## To do
Print all of the data exactly, with no line missing.

[Dataset entries]
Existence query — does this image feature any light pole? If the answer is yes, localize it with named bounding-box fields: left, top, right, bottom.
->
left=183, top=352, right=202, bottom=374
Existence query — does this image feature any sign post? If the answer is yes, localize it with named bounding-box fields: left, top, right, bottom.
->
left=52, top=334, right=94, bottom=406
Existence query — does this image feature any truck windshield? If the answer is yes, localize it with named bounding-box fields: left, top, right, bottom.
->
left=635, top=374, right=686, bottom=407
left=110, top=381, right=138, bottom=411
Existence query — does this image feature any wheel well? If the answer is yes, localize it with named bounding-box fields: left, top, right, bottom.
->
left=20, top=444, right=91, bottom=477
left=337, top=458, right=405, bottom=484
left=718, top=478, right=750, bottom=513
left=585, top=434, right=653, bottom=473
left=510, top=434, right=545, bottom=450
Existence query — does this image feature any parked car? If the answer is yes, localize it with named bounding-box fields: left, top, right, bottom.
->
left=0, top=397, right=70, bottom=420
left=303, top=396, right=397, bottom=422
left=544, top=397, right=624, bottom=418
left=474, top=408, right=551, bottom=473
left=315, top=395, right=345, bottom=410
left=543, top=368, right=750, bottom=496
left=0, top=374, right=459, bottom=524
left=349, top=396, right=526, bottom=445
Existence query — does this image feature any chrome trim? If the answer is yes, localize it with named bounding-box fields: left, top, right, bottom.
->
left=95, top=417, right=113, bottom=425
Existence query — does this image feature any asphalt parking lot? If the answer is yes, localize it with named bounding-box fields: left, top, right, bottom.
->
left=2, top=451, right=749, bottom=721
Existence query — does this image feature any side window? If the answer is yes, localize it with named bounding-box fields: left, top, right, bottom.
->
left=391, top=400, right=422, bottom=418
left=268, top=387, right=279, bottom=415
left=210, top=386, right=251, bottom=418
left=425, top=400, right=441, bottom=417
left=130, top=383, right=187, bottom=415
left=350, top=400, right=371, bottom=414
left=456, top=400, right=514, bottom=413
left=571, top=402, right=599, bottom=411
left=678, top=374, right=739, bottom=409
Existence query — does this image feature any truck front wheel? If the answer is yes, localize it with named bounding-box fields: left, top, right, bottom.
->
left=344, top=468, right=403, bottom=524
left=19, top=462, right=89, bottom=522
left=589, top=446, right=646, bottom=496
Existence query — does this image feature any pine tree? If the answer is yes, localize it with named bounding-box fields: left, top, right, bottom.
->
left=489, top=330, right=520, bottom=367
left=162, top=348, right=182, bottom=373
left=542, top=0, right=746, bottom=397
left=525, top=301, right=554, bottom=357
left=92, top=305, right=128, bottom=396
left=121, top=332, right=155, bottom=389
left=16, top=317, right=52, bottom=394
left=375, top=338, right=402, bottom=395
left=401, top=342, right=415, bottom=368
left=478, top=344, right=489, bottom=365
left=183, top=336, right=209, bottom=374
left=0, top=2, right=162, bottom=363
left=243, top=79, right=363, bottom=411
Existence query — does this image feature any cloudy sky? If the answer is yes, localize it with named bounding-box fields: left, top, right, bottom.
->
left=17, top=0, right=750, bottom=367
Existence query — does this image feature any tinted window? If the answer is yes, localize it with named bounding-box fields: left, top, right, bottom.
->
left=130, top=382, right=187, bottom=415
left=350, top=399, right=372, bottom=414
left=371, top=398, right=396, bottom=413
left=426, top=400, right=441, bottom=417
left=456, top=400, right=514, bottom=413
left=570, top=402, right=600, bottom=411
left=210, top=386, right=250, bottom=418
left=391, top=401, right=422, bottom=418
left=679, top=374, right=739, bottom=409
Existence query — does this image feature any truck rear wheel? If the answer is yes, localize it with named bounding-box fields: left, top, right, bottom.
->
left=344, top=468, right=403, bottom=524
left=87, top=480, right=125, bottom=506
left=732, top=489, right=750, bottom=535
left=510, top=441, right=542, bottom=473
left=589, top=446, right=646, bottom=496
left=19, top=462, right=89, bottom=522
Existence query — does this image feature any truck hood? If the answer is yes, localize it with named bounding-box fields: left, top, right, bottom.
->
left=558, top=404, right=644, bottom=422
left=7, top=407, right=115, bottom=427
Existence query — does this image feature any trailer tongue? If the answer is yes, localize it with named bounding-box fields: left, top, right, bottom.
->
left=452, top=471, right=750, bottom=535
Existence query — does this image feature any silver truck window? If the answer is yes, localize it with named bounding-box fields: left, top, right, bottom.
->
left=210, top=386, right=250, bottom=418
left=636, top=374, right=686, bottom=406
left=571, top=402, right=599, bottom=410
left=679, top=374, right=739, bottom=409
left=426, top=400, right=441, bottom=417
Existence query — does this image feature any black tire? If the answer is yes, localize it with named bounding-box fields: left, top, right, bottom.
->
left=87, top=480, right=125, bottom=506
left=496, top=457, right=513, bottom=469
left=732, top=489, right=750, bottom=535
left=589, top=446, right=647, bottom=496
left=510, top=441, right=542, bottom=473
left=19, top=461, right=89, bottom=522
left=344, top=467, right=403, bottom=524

## Result of this task
Existence query — does this image feature any light pole? If the answer is yes, localize it with named bounding-box fields: left, top, right, bottom.
->
left=183, top=352, right=202, bottom=374
Existence query — does this image feature any sign post? If the answer is yes, localize it with named bounding-box fields: left, top, right, bottom.
->
left=52, top=334, right=94, bottom=406
Existence query — does this image feature any truck windshield? If the answer is yes, localize it with named bounding-box fields: left, top, right, bottom.
->
left=635, top=374, right=686, bottom=407
left=110, top=381, right=138, bottom=411
Existence query — does this image feature any wheel well? If the answer is yes, localize it with named bounding-box fields: left, top, right, bottom.
->
left=20, top=444, right=91, bottom=477
left=337, top=458, right=405, bottom=484
left=718, top=478, right=750, bottom=513
left=585, top=434, right=653, bottom=473
left=510, top=434, right=545, bottom=450
Existence query — does this image feature any parked car? If the answer is yes, localize it with named bounding-box fields: left, top, right, bottom.
->
left=0, top=397, right=70, bottom=420
left=303, top=396, right=397, bottom=422
left=544, top=397, right=624, bottom=418
left=474, top=408, right=551, bottom=473
left=315, top=395, right=345, bottom=410
left=543, top=368, right=750, bottom=496
left=0, top=374, right=459, bottom=524
left=349, top=396, right=526, bottom=445
Existence query — does this image feature any chrome trim? If the answer is yes, localize it with named bounding-box fields: left, top, right, bottom.
->
left=95, top=417, right=113, bottom=425
Existence query — does this image feature any asphalt parking lot? If the answer is yes, localize it with named bounding-box fields: left, top, right, bottom.
->
left=2, top=451, right=749, bottom=721
Existence query — does this image feature any side window? If the answer is yes, localize it with named bounding-box fields: left, top, right, bottom.
->
left=391, top=400, right=422, bottom=418
left=268, top=387, right=279, bottom=415
left=210, top=386, right=251, bottom=418
left=425, top=400, right=441, bottom=417
left=130, top=383, right=187, bottom=415
left=350, top=400, right=371, bottom=414
left=456, top=400, right=514, bottom=413
left=571, top=402, right=599, bottom=411
left=678, top=374, right=739, bottom=409
Existence query — does this image feature any truck front wheel? If the answer is yes, localize it with named bounding-box fields: left, top, right, bottom.
->
left=344, top=468, right=403, bottom=524
left=19, top=462, right=89, bottom=522
left=589, top=446, right=646, bottom=496
Existence query — does this image feature any pine tree? If the answer is yes, localize it with named bounding-box fields: left, top, right, bottom.
->
left=489, top=330, right=520, bottom=367
left=162, top=348, right=182, bottom=373
left=542, top=0, right=746, bottom=397
left=525, top=301, right=554, bottom=357
left=92, top=305, right=128, bottom=396
left=121, top=332, right=155, bottom=389
left=16, top=317, right=52, bottom=394
left=375, top=338, right=402, bottom=395
left=401, top=342, right=415, bottom=368
left=478, top=344, right=489, bottom=365
left=183, top=336, right=209, bottom=374
left=0, top=2, right=162, bottom=363
left=243, top=79, right=363, bottom=411
Existence query — does this image feature any cloudy sky? If the answer is yes, localize it with named bounding-box fields: left, top, right, bottom.
->
left=17, top=0, right=750, bottom=367
Existence query — does this image feature any tinted window? If the answer is yes, localize it with named bounding-box fields: left, top, right, bottom.
->
left=130, top=382, right=187, bottom=415
left=350, top=399, right=372, bottom=414
left=371, top=398, right=396, bottom=413
left=426, top=400, right=441, bottom=417
left=456, top=400, right=514, bottom=413
left=570, top=402, right=600, bottom=411
left=210, top=386, right=250, bottom=418
left=391, top=401, right=422, bottom=418
left=679, top=374, right=739, bottom=409
Existence query — does this image feature any truck rear wheel? If the answer is yes, localize it with named bounding-box fields: left, top, right, bottom.
->
left=344, top=468, right=403, bottom=524
left=87, top=480, right=125, bottom=506
left=732, top=489, right=750, bottom=535
left=510, top=441, right=542, bottom=473
left=589, top=446, right=646, bottom=496
left=19, top=462, right=89, bottom=522
Existence query — does this image feature any truck hood? If the answer is yes, localize it with named bounding-box fields: left, top, right, bottom.
->
left=558, top=404, right=644, bottom=422
left=7, top=407, right=115, bottom=427
Existence query — does this image feature any trailer tongue? If the answer is yes, localize it with named bounding-box fields: left, top, right, bottom.
->
left=452, top=471, right=750, bottom=535
Existence query — does this image feature any silver truck window? If the answer is yes, localize it with named bounding-box fields: left, top, right, bottom.
->
left=210, top=386, right=250, bottom=418
left=636, top=374, right=686, bottom=406
left=571, top=402, right=599, bottom=410
left=679, top=374, right=739, bottom=409
left=426, top=400, right=441, bottom=417
Existence query — does this image feature any black tire? If the answer is yes, localize it with named bounding-box fields: left, top, right, bottom.
->
left=87, top=480, right=125, bottom=506
left=496, top=457, right=513, bottom=469
left=732, top=489, right=750, bottom=535
left=589, top=446, right=647, bottom=496
left=510, top=441, right=542, bottom=473
left=19, top=461, right=89, bottom=522
left=344, top=467, right=403, bottom=524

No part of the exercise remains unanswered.